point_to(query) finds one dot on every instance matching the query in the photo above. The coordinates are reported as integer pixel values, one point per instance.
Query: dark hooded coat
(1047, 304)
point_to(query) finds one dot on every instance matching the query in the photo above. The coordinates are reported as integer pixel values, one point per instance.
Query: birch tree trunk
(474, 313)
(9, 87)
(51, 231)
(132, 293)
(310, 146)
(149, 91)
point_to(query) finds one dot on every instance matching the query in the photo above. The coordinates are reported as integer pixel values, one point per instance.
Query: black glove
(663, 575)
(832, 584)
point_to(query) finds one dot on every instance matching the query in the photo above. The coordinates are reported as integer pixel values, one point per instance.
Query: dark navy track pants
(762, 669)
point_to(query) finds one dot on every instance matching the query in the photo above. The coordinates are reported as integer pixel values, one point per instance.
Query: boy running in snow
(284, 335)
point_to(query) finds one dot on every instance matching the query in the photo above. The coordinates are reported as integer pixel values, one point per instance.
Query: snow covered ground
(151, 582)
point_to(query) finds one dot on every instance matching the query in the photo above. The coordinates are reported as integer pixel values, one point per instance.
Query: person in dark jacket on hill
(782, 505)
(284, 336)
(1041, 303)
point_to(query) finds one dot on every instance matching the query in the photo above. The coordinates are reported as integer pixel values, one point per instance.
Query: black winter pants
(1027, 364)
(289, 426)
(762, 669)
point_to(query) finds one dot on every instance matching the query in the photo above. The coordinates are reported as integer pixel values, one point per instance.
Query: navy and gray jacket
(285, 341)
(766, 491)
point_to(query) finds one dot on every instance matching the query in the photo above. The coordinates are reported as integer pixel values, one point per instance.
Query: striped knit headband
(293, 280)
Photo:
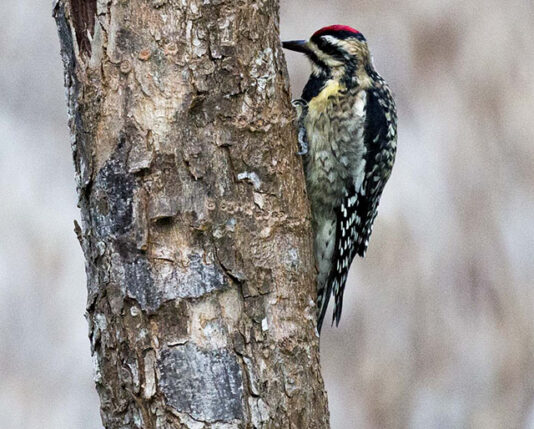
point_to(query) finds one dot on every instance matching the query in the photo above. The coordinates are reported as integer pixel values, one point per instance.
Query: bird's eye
(329, 39)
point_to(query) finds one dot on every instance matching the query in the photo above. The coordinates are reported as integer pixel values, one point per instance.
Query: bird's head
(336, 50)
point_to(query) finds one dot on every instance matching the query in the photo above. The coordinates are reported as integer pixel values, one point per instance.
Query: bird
(347, 136)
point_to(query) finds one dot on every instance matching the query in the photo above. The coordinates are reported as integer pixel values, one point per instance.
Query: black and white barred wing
(356, 215)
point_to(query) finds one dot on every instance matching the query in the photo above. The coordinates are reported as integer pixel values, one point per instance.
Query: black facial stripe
(311, 55)
(314, 86)
(331, 50)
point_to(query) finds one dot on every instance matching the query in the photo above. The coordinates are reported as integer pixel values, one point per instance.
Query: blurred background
(438, 325)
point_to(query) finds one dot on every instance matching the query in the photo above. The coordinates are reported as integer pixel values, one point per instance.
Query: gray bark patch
(113, 199)
(206, 384)
(83, 16)
(152, 285)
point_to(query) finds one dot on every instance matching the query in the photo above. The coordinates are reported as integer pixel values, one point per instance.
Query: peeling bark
(194, 219)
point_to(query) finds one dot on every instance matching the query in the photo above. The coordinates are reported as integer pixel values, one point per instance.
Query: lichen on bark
(194, 219)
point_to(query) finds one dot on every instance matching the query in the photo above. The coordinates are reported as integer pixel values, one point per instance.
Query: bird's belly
(335, 152)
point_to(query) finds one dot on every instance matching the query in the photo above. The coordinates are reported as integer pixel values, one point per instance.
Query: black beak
(297, 45)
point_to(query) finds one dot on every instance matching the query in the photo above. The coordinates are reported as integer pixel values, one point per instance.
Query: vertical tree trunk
(195, 223)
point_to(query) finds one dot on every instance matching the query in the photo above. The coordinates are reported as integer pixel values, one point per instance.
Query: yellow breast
(319, 102)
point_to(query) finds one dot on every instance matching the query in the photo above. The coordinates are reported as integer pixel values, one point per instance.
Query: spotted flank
(348, 138)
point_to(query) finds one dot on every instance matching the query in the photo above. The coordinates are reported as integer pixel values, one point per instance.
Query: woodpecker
(347, 136)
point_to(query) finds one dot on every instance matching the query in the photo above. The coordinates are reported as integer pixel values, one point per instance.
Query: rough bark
(194, 220)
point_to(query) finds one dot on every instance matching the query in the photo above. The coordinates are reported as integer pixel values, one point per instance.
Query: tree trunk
(195, 223)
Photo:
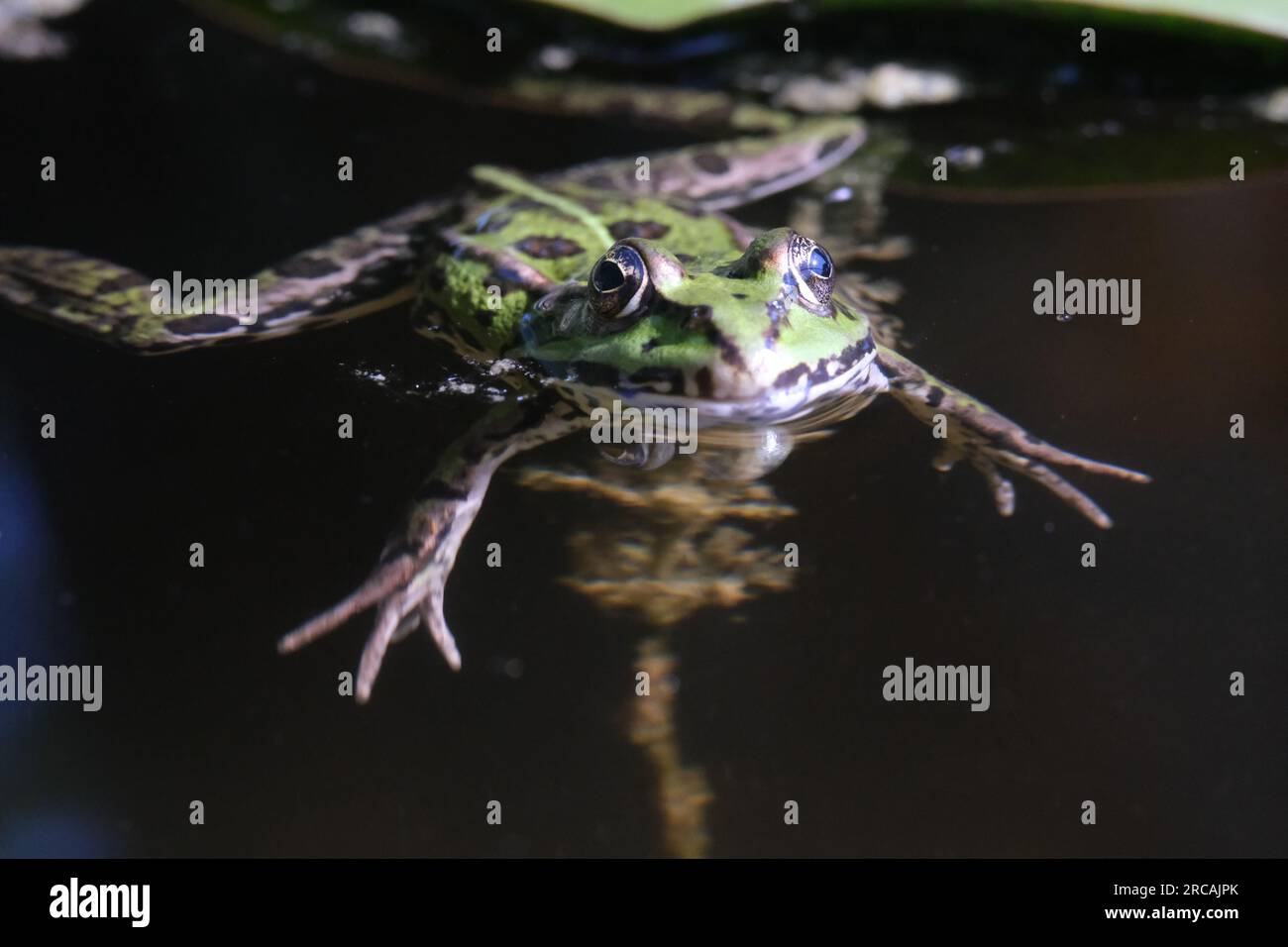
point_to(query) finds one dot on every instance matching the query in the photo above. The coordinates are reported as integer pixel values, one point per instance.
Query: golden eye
(618, 282)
====
TO DO
Copy the records word for word, leaving no picture in the copy.

SOLUTION TO THIS TASK
point_to(query) finds one dot on every instance matching the query in the photo above. The coordinates are reported as integer pixel values, one point per instance.
Query: dark hooded coat
(1047, 304)
point_to(query) finds one dot on every instance matching the query in the photo above. The coordinates are reported as integer pixel values, one point per instance.
Query: birch tree trunk
(474, 313)
(9, 87)
(51, 231)
(132, 293)
(310, 146)
(149, 91)
point_to(query) finds one dot on every instance matching the query in the photo above. The coordinates are reported as integer pixel values, one point per instance.
Query: black glove
(663, 575)
(832, 584)
point_to(query) finds one dot on every instance matching the query in the photo above. The coordinates are reported as integer pixel values, one point per instance.
Query: dark navy track pants
(762, 669)
point_to(query) finds one dot on every instance matching the query in the photo above. The coordinates are reported as integer pixel values, one point per instance.
Query: boy running in snow
(284, 335)
point_to(query) finds one dot on every instance matching the query in the photo above. The coordinates are reported as integer pixel values, one point per instance.
Query: snow covered ground
(151, 582)
point_to(query) finds one dot on every instance matching the query in the photo above. The coordinates are reported as integer pixel values, one point per instance.
Query: person in dark jacket on hill
(782, 505)
(284, 336)
(1041, 303)
point_to(query) finds one dot on every instance matching the query in the photo above. The coordinates are reported as integer pixel values, one point per instance.
Query: black winter pants
(1027, 364)
(289, 426)
(762, 669)
point_to(query) finds one dot on every instance matching the query in the photo above. The coordinates are reported as integer pixel values, one point per instance.
Query: navy and gray jacket
(285, 341)
(766, 491)
point_to(query) finds one dot on every instance matching the query in the photo above. The coordinates are reported as integer pixel values, one point per instance.
Query: striped knit headband
(293, 280)
Photo:
point_to(query) finds one dot on every instance matching the query in the photo above. The coordinates are reported as integer pixel values, one point per instance.
Query: bird's eye
(329, 39)
point_to(query) finds one dot on every instance matching the query in the photo above. The coordinates are reported as integer pixel values, one point per instance.
Query: bird's head
(336, 50)
point_to(query) finds one dot on every instance matching the query in the photo above. The coordinates are reported as integer pixel values, one point per instance.
Query: bird
(347, 136)
point_to(query) finds one dot on every instance matching the query in the photo above. The coordinates are reported as integer pixel values, one point per instance.
Query: black and white barred wing
(356, 215)
point_to(query) finds one dot on every instance matching the query in the photo above. The coordinates are reported as integer pixel values, one point per instance.
Query: black facial stripe
(311, 55)
(314, 86)
(331, 50)
point_to(query) finds one dot on every instance matching the query in the photo above. The coordinates are reported as integer pixel values, one point per instance.
Query: blurred background
(438, 325)
point_to(query) finds one dot on every instance matching the query in the photo above. The coordinates are reported as integer pixel values, one point per instance.
Query: gray bark patch
(113, 199)
(206, 384)
(83, 16)
(152, 285)
point_to(query) finds one dot on every instance matching the query in the photo above. The coordinates are reported as integer pixel values, one point per instance.
Query: peeling bark
(194, 219)
point_to(query) finds one dot on every instance matching the query in the photo above. The coordinates are reported as integer pixel values, one point per instance.
Query: lichen on bark
(194, 219)
point_to(query) finds one dot on every instance matching the query in the photo above. The coordinates are reported as integer pixel values, one point per instance.
Query: bird's belly
(335, 152)
point_to(query) finds one dot on every instance matching the query in the photo above. The coordinates are reported as integer pixel values, one point per instance.
Query: black beak
(297, 45)
point_to(query) finds one dot on every instance matching the query in the photo above. The coordinates are reported as integer pixel values, one point per instance.
Query: vertical tree trunk
(195, 223)
point_to(query) finds one dot on every instance matching the query in the photo above. The coordinates are reported as integer pixel values, one point per instance.
Query: yellow breast
(319, 102)
point_to(query) finds one dot on every instance matching the query in the photo above. The coordinates are reported as integer pixel values, one point per instance.
Query: spotted flank
(348, 138)
point_to(query) finds one dot on every instance matching the query in the photo above. The coordinates are reported as integer pixel values, one point per instance.
Query: woodpecker
(347, 136)
point_to(query) finds one dot on every instance matching the query in the photo above. The coordinates are reported as integer pixel values, one point per instance.
Query: rough bark
(194, 220)
point_to(query) finds one dot on every instance matching the query in the photo above. The coordinates are reported as integer pixel values, one point per instance.
Query: tree trunk
(195, 223)
Photo:
point_to(query) finds one dot on every instance matching the query in the photo above. The coordinates are reported as integer pixel values, one point per instance.
Query: golden eye
(618, 282)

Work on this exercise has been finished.